_Consigne_
Prolongez la critique du film Les Ogres, reproduite plus bas, en reprenant juste après sa dernière phrase.

Léa Fehner tend le barnum de son deuxième long métrage au-dessus du charivari d'une histoire familiale où les rires se mêlent aux larmes, les sentiments fardés aux passions absolues... Qu'importe, le spectacle continue !
Surprenant de voracité, le titre ne ment pas : Les Ogres est bien un film-monstre. Car pour évoquer de manière lucide le quotidien d'une troupe tirant le diable par la queue, confondant la scène et la vraie vie, l'enfant de la balle — voire, enfant de troupe — Léa Fehner n'aurait pu faire moins que cette chronique extravagante, profuse, débordante de vie. D'une durée excessive, et cependant nécessaire, cette œuvre vrac et foutraque rend compte du miracle sans cesse renouvelé d'un spectacle, né d'un effarant chaos en coulisses, produit par la fusion d'une somme d'individus rivaux soumis à leurs démons, leurs passions et jalousies.
Quel cirque !
Ogres, ces saltimbanques le sont tous à des degrés divers, se nourrissant réciproquement et sans vergogne de leur énergie vitale — à commencer par le propre père de la cinéaste. Chef de bande tout à la fois charismatique et pathétique, odieux et investi dans le fonctionnement de la compagnie qu'il dirige en pote-despote, il tiendrait même de Cronos, dévorant ses enfants comme le Titan mythologique. Si Léa Fehner a su dépeindre les relations complexes se nouant au sein de ce groupe d'artistes cabossés, se querellant volontiers pour des tromperies passées ou les faveurs dont certains jouissent au détriment d'autres, il faut aussi reconnaître une forme de courage à François Fehner d'avoir endossé un tel rôle... ne lui laissant, en définitive, pas le beau rôle. Quoique... Il est toujours difficile de situer la frontière entre l'intimité réelle d'un comédien et celle qu'il offre en représentation, et donc de savoir jusqu'où va son impudeur contrôlée.

_Données affichées_
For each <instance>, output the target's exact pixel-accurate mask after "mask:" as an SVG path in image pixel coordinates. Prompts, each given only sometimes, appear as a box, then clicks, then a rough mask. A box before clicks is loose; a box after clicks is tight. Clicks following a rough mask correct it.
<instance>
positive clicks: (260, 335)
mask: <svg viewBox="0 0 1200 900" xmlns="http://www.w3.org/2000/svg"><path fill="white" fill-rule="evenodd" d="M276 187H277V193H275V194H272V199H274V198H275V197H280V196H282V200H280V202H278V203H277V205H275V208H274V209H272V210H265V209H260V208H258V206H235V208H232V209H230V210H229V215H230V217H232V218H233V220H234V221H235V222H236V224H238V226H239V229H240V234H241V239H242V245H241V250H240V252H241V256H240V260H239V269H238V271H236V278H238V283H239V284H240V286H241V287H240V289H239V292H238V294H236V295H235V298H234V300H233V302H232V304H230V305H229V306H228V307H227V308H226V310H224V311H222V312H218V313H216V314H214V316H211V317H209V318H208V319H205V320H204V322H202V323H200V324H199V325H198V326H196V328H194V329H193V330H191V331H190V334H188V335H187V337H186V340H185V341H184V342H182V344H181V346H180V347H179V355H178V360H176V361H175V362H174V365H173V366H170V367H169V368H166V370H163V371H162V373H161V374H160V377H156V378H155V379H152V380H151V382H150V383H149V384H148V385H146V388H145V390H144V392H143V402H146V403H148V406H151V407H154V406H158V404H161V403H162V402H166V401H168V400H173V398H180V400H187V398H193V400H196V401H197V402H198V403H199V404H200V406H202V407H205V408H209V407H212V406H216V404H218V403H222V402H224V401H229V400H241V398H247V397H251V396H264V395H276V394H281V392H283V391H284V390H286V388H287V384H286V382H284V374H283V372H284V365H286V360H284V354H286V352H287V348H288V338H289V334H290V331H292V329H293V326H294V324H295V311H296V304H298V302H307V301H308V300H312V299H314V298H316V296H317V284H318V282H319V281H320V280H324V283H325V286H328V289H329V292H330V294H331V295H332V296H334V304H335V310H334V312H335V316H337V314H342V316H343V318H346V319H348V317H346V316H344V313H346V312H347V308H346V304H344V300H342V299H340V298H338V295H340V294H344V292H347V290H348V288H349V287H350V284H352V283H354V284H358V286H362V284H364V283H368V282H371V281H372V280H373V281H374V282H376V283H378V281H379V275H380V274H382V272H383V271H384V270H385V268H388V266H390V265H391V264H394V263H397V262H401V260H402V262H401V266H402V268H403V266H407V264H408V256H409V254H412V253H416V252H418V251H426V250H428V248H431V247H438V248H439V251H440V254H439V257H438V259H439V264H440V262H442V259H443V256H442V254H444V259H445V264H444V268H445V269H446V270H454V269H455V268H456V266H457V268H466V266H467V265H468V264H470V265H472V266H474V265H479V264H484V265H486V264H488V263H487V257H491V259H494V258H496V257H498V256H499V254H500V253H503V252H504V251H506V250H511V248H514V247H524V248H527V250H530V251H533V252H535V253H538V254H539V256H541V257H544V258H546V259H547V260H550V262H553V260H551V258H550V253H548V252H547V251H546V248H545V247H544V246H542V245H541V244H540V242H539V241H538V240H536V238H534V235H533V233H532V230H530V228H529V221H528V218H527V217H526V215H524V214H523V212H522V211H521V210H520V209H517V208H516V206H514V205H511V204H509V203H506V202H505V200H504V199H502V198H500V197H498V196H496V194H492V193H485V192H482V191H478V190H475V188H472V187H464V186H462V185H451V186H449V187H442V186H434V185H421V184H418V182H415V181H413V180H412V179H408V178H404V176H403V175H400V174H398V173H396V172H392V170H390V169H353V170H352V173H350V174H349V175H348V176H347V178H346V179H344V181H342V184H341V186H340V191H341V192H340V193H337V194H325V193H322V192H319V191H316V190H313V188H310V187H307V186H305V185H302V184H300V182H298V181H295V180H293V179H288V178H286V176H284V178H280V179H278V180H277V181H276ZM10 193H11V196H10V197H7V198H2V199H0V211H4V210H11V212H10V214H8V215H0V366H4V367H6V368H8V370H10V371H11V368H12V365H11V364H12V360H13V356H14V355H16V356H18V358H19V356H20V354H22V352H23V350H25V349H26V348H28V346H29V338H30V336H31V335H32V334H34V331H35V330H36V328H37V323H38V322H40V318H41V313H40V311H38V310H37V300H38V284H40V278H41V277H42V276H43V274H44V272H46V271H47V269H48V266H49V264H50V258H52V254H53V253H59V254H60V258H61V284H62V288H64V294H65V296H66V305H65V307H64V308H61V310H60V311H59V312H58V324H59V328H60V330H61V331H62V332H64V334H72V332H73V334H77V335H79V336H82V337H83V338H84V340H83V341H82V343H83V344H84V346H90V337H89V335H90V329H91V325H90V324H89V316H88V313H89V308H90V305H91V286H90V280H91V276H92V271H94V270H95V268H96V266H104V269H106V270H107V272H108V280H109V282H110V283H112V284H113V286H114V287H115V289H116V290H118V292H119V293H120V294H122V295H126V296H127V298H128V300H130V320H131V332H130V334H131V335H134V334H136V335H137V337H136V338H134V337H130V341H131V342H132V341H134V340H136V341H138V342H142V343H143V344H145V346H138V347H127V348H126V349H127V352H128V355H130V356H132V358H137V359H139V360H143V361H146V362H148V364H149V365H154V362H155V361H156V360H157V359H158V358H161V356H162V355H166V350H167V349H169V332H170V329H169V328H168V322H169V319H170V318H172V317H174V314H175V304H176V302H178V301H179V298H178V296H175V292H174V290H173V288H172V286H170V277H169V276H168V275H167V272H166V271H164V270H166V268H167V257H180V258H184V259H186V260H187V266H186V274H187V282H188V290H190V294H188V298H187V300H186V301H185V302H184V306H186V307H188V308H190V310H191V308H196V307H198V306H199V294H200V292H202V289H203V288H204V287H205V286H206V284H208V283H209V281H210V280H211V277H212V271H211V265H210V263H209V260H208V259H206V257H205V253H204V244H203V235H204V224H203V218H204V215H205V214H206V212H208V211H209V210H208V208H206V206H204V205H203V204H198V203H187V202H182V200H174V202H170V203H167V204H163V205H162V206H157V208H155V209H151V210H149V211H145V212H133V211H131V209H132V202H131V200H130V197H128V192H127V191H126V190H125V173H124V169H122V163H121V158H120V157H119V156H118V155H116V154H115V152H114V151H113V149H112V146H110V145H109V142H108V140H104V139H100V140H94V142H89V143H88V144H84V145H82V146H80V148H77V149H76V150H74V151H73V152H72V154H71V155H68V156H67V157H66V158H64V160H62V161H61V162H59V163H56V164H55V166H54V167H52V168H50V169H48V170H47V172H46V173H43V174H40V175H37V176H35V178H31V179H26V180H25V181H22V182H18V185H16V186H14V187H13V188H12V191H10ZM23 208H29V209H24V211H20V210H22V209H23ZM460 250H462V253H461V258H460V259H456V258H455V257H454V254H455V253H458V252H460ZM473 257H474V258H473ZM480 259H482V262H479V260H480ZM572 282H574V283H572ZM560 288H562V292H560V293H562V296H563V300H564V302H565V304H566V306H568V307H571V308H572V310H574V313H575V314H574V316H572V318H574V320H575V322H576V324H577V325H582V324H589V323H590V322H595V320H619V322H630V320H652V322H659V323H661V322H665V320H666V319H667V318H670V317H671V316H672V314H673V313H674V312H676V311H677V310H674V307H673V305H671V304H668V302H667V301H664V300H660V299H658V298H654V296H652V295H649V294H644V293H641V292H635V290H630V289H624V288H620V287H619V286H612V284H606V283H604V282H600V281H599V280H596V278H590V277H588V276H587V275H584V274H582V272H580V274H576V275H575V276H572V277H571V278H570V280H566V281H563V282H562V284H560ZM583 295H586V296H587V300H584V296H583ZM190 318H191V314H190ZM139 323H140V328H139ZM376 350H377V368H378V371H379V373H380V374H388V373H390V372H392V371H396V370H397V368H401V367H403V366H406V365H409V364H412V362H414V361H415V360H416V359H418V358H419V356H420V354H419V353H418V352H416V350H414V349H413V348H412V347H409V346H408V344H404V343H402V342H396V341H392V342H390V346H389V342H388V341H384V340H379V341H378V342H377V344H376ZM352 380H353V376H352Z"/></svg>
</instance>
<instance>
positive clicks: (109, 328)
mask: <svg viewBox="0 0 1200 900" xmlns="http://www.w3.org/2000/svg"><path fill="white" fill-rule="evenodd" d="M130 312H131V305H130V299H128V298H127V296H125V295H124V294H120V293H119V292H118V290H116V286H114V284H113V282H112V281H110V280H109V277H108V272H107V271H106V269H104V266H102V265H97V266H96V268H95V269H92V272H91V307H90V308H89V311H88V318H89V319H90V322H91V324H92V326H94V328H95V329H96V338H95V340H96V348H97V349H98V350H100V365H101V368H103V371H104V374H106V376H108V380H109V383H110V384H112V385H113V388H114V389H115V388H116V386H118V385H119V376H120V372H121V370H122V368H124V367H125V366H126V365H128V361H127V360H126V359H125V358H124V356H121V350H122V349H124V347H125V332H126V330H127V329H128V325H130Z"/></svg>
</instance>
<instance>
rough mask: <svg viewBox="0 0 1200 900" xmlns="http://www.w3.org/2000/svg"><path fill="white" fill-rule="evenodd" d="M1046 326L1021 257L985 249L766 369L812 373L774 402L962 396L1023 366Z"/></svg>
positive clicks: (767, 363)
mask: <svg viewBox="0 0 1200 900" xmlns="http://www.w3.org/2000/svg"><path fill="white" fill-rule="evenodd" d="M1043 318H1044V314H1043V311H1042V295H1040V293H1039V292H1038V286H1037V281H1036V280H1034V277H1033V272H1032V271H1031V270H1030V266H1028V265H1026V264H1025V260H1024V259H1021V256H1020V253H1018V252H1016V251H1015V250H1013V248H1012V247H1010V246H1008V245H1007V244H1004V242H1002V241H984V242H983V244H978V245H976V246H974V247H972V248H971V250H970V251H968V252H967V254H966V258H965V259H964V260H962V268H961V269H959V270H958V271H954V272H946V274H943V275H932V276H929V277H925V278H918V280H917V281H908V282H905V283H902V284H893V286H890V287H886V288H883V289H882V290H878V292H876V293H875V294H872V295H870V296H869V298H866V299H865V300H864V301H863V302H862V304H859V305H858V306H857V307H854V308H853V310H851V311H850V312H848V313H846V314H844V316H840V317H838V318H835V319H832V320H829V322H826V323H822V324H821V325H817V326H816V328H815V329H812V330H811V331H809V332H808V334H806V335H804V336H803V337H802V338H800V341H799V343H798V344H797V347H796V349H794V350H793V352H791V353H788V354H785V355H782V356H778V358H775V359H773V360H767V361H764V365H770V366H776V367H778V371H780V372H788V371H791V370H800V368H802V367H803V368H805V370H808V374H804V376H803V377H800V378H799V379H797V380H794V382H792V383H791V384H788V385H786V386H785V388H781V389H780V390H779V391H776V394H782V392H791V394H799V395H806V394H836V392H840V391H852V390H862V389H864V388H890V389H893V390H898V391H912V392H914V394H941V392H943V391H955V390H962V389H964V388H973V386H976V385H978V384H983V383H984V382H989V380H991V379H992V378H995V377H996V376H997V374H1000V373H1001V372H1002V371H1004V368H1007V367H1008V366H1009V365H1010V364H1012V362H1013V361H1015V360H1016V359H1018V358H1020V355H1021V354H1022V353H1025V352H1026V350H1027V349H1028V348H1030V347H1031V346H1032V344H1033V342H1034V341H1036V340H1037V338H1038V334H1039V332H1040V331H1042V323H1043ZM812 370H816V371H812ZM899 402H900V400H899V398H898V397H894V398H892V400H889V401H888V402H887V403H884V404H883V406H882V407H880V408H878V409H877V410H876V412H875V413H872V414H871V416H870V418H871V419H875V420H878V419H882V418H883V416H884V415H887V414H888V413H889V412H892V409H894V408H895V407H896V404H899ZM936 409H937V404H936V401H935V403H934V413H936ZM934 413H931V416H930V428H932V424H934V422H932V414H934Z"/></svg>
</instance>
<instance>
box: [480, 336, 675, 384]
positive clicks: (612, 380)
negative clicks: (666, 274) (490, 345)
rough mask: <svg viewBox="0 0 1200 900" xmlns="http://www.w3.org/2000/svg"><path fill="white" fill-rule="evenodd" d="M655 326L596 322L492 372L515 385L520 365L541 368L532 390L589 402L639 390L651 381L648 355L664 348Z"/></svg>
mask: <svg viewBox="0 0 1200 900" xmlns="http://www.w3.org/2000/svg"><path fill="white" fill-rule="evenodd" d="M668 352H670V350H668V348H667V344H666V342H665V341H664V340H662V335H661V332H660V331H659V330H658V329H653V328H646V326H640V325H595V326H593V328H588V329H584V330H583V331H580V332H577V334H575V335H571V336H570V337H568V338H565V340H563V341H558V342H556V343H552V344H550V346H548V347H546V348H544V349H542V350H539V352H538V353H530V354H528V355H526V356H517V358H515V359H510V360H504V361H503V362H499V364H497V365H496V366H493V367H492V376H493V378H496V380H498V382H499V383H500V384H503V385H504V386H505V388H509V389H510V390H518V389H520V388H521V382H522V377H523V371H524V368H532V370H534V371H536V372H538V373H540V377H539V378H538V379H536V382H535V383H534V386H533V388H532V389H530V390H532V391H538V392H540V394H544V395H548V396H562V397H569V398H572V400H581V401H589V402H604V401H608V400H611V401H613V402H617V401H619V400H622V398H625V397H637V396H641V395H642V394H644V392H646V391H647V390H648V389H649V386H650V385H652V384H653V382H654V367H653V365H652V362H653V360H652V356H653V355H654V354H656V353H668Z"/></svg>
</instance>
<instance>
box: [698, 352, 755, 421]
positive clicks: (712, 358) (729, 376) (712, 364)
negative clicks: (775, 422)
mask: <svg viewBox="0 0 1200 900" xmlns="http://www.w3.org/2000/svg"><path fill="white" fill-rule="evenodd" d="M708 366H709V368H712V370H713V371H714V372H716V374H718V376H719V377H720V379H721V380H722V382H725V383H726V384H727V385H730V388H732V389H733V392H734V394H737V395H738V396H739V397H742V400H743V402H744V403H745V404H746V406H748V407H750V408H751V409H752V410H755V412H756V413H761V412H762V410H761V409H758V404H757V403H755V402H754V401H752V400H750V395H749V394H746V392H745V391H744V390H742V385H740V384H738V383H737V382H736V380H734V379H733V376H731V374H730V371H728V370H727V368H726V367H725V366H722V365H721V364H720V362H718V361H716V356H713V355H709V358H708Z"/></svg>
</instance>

_Réponse finale_
Solaire et enlevé, y compris dans ses (nombreuses) séquences d'affrontement cruel ou d'émotion douloureuse, Les Ogres appartient à ce genre films rendant justice à l'univers du spectacle vivant, et surtout à ceux dont la flamme intérieure se consume pour lui. Car les meilleures évocations du théâtre sur grand écran — Opening Night (1978) de Cassavetes en tête — parlent de fragilité, de rupture imminente, d'autodestruction ; de précarité générale : sentimentale souvent (l'amour semble une comédie aussi peu sérieuse que celles jouées pour le public), sociale, parfois. Soumis à une foule d'aléas et au nomadisme, le métier est réduit à l'incertitude chronique. Mais il est, fantastique paradoxe, animé d'une pulsion ineffable et d'une énergie contagieuse.VR
Les Ogres de Léa Fehner (Fr., 2h25) avec Adèle Haenel, Marc Barbé, Lala Dueñas, François Fehner... (sortie le 23/03)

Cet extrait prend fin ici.